Brief:
Using the data below, gather each line that includes the word "item".
(Provided material)
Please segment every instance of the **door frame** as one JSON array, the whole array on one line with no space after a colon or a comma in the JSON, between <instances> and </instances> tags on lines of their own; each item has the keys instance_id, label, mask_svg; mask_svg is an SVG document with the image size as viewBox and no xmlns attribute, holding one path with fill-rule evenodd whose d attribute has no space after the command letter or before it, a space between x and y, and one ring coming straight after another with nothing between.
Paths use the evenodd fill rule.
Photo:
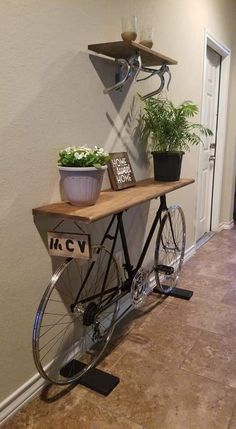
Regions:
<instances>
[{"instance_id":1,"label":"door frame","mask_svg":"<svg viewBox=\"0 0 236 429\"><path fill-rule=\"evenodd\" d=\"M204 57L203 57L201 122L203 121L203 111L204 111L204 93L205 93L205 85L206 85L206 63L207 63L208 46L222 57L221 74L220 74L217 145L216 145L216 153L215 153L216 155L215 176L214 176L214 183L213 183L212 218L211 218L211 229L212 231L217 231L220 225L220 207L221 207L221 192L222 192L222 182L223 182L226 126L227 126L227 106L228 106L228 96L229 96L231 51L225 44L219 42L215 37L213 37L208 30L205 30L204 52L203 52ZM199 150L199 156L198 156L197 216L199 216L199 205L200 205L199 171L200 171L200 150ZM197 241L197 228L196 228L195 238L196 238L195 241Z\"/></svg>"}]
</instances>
(End Provided material)
(Provided material)
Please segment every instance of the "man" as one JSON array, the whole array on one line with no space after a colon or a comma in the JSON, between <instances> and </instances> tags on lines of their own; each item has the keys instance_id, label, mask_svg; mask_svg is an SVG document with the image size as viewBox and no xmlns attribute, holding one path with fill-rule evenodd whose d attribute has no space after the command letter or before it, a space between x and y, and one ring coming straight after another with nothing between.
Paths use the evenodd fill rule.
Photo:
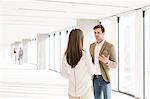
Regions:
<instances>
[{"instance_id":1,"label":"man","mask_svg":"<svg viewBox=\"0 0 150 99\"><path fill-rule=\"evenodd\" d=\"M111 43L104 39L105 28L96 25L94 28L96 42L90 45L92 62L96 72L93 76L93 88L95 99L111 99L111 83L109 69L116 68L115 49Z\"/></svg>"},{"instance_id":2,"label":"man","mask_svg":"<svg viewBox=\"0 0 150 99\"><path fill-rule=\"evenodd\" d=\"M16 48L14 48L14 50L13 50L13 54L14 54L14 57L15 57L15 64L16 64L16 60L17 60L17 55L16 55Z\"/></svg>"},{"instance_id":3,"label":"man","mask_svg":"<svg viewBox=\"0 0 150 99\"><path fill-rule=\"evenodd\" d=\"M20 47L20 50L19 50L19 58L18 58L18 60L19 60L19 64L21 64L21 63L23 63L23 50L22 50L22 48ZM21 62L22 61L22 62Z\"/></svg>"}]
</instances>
(End Provided material)
Result for this exercise:
Please segment every instance of the **door frame** as one JSON array, the whole array on one line with no space after a colon or a comma in the JSON, between <instances> and </instances> tags on lines of their own; each item has the keys instance_id, label, mask_svg; mask_svg is an SVG document with the image size as viewBox and no xmlns attribute, holding one path with fill-rule evenodd whose d attribute has no space after the command letter or before it, a space between x and y, and one ring coming straight after another with nothing between.
Please segment every instance of the "man" as one JSON array, the whole array on one line with no space after a colon or a comma in the JSON, between <instances> and </instances> tags on lines of their own; each item has the keys instance_id, label, mask_svg; mask_svg is an SVG document with the image size as viewBox and no xmlns attribute, holding one path with fill-rule evenodd whose d attribute has no space after the command letter or before it, a space between x and y, and one ring coming straight after another with nothing between.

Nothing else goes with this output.